• Task statement: Using the notebook below on loading Uccle's Tmax values, say whether each statement agrees with it, answering yes or no and quoting the deciding words: (a) the data file read in is named synop_data_6447.csv; (b) the selection keeps only the rows where temp_max is missing; (c) the full dataset is loaded before any values are picked out.

── Reading passage

## Loading some libraries and setting some variables

In [None]:
import os
import numpy as np
import pandas as pd


In [None]:
import matplotlib.pyplot as plt
import seaborn as sns

In [None]:
data_folder = '../data/belgian_synop/'
data_file = 'synop_data_6447.csv'

## Example of loading only the Tmax of Uccle

First actually we load everything

In [None]:
dataset = pd.read_csv(os.path.join(data_folder, data_file))

In [None]:
dataset

Now only keeping Tmax values

In [None]:
var = 'temp_max'

In [None]:
uccle_sel_var = dataset[dataset[var].notna()]

and introducing some time related quantities

In [None]:
uccle_sel_var['timestamp'] = uccle_sel_var['timestamp'].astype('datetime64[ns]')

────
── Entries provided

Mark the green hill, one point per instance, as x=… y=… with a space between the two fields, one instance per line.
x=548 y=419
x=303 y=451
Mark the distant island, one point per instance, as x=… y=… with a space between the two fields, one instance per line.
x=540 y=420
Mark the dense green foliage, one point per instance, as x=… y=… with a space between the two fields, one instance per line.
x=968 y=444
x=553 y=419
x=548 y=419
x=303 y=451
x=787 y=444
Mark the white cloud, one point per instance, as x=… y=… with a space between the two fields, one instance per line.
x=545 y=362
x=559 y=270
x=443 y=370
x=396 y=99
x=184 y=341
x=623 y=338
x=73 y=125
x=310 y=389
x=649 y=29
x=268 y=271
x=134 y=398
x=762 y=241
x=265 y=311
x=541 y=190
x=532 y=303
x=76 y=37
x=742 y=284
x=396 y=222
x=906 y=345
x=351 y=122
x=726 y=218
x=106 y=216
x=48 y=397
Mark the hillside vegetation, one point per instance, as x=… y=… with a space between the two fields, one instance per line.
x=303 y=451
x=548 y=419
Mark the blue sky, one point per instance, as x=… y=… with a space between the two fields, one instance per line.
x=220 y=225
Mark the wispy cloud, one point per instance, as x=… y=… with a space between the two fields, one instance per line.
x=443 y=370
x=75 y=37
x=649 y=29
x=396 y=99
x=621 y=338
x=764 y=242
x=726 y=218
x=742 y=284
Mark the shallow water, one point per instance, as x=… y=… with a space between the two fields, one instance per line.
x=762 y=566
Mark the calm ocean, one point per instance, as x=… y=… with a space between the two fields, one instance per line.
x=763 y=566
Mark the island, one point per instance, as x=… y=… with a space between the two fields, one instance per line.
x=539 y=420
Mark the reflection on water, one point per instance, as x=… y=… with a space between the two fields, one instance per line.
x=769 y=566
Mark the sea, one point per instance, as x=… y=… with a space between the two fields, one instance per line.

────

• Reply:
(a) Yes: "data_file = 'synop_data_6447.csv'"
(b) No: "uccle_sel_var = dataset[dataset[var].notna()]"
(c) Yes: "First actually we load everything"